Records from a data collection:
=== Section Start ===
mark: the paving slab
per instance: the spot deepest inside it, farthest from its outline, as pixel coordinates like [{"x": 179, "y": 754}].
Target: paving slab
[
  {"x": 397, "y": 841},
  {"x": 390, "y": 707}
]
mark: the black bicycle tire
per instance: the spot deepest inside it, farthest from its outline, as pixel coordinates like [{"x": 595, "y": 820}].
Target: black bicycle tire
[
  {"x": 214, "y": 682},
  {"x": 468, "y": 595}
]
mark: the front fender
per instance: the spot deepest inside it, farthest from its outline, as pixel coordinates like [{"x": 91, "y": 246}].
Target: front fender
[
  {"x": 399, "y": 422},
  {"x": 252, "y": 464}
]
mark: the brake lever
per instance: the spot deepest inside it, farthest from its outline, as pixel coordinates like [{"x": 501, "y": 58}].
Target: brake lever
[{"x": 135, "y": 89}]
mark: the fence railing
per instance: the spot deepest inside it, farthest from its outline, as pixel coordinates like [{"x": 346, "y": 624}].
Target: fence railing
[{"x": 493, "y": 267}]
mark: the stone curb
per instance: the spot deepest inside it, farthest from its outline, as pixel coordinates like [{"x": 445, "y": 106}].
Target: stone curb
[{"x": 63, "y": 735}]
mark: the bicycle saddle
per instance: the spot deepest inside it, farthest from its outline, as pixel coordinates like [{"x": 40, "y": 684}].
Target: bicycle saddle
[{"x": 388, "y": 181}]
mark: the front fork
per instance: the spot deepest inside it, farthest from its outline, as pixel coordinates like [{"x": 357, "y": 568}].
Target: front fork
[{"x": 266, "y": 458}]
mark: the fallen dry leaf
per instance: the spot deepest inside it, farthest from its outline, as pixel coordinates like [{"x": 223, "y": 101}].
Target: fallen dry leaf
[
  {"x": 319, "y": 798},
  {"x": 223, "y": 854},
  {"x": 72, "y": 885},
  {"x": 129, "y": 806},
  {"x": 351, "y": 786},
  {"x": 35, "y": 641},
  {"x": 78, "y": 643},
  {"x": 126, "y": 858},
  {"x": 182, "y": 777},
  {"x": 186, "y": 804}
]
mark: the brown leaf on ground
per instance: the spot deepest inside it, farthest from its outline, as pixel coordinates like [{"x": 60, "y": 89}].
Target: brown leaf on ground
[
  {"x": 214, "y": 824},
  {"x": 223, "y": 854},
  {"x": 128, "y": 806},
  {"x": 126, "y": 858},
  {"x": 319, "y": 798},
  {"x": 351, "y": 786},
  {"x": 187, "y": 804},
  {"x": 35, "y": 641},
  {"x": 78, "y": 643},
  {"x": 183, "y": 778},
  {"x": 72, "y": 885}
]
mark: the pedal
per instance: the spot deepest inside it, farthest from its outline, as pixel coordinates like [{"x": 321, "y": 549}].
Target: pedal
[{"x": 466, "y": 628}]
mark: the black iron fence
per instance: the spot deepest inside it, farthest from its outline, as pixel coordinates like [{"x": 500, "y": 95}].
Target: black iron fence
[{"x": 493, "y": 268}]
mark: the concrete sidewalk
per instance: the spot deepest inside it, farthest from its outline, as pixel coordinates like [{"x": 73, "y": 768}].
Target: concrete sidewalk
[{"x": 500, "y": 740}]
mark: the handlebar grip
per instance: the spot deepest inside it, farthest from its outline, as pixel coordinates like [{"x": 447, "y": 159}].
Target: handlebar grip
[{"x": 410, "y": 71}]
=== Section End ===
- [WHAT THIS TASK INVOLVES] The data should be copied out in full, exactly as it reads.

- [EXERCISE SOLUTION]
mark: the paving slab
per instance: the spot deepest inside it, farthest from its outline, as pixel coordinates like [{"x": 179, "y": 754}].
Target: paving slab
[
  {"x": 397, "y": 841},
  {"x": 390, "y": 707}
]
mark: the black bicycle tire
per instance: the spot deepest inside it, farthest from its outline, as pixel coordinates like [{"x": 595, "y": 820}].
Target: black bicycle tire
[
  {"x": 214, "y": 682},
  {"x": 468, "y": 595}
]
mark: the front fender
per instance: the spot deepest inside it, farthest from its outline, as pixel coordinates like [{"x": 91, "y": 246}].
Target: front fender
[
  {"x": 399, "y": 422},
  {"x": 252, "y": 464}
]
mark: the brake lever
per instance: the spot deepest inside it, farthest from its outline, as pixel coordinates like [{"x": 501, "y": 58}].
Target: brake lever
[{"x": 135, "y": 89}]
mark: the fence railing
per instance: the spot deepest inside it, farthest from its outline, as pixel coordinates like [{"x": 346, "y": 624}].
Target: fence railing
[{"x": 493, "y": 267}]
mark: the stone curb
per instance: the spot deepest inside it, farthest from its outline, as pixel coordinates like [{"x": 445, "y": 106}].
Target: stone curb
[{"x": 63, "y": 735}]
mark: the bicycle saddle
per instance: the spot deepest inside it, farthest from its outline, as pixel coordinates like [{"x": 40, "y": 684}].
Target: bicycle saddle
[{"x": 388, "y": 181}]
mark: the front fork
per instance: the spot deepest inside it, farthest from its outline, as pixel coordinates like [{"x": 357, "y": 568}].
Target: front fork
[{"x": 266, "y": 458}]
mark: the fallen dry leaf
per instance: the spot deepest inside it, farthest from its outline, as pixel coordinates like [{"x": 223, "y": 101}].
Target: fallen dry leaf
[
  {"x": 319, "y": 798},
  {"x": 223, "y": 854},
  {"x": 72, "y": 885},
  {"x": 129, "y": 806},
  {"x": 351, "y": 786},
  {"x": 35, "y": 641},
  {"x": 78, "y": 643},
  {"x": 126, "y": 858},
  {"x": 182, "y": 777},
  {"x": 186, "y": 804}
]
mark: the brown leaf on ground
per instance: the spot deepest inside it, farthest from its outline, as pixel coordinates like [{"x": 60, "y": 89}].
Target: brown leaf on ground
[
  {"x": 214, "y": 824},
  {"x": 223, "y": 854},
  {"x": 128, "y": 806},
  {"x": 126, "y": 858},
  {"x": 319, "y": 798},
  {"x": 351, "y": 786},
  {"x": 187, "y": 804},
  {"x": 35, "y": 641},
  {"x": 78, "y": 643},
  {"x": 183, "y": 778},
  {"x": 72, "y": 885}
]
mark: the pedal
per instance: the spot deepest inside it, farthest from its outline, as pixel coordinates like [{"x": 321, "y": 549}].
Target: pedal
[{"x": 466, "y": 628}]
mark: the black iron fence
per instance: the spot deepest inside it, farthest from its outline, as pixel coordinates like [{"x": 500, "y": 95}].
Target: black iron fence
[{"x": 493, "y": 268}]
mark: the concrete sidewalk
per instance: the spot deepest inside it, farthest from its outline, as pixel coordinates like [{"x": 73, "y": 768}].
Target: concrete sidewalk
[{"x": 500, "y": 740}]
mark: the handlebar grip
per instance: the spot deepest inside it, farthest from its outline, as pixel coordinates like [{"x": 447, "y": 159}].
Target: handlebar grip
[{"x": 410, "y": 71}]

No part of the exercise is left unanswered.